**To do**
Going through the entries below, find how many lines hold "spot", then give that number alone.

**Stored data**

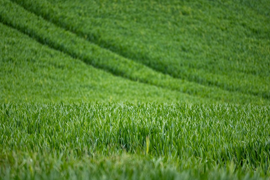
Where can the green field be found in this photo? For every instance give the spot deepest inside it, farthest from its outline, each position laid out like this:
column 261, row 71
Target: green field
column 134, row 89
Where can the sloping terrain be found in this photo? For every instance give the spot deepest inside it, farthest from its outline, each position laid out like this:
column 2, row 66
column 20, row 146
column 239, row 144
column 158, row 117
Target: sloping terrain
column 148, row 89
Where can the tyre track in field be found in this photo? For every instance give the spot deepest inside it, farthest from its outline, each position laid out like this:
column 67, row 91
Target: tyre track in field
column 115, row 50
column 118, row 64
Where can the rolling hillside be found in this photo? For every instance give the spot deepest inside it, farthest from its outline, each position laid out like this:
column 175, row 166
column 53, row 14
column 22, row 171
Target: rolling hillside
column 134, row 89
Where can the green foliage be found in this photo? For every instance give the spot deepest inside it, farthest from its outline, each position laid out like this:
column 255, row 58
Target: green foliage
column 134, row 89
column 218, row 44
column 79, row 47
column 187, row 138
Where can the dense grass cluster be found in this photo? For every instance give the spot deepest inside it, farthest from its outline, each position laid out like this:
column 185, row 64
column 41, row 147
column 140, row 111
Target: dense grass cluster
column 193, row 138
column 148, row 89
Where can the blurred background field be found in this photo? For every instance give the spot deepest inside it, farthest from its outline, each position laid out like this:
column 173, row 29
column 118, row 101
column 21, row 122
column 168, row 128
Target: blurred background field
column 134, row 89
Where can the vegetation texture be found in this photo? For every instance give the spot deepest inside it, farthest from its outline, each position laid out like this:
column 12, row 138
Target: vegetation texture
column 134, row 89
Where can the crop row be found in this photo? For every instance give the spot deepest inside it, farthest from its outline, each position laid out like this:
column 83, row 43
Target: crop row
column 69, row 43
column 216, row 134
column 30, row 71
column 228, row 50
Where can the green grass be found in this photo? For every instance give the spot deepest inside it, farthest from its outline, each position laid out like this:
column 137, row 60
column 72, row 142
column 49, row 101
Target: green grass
column 193, row 139
column 134, row 89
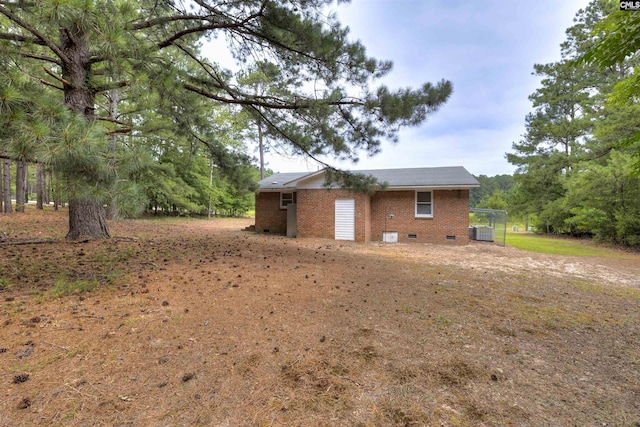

**Solution below**
10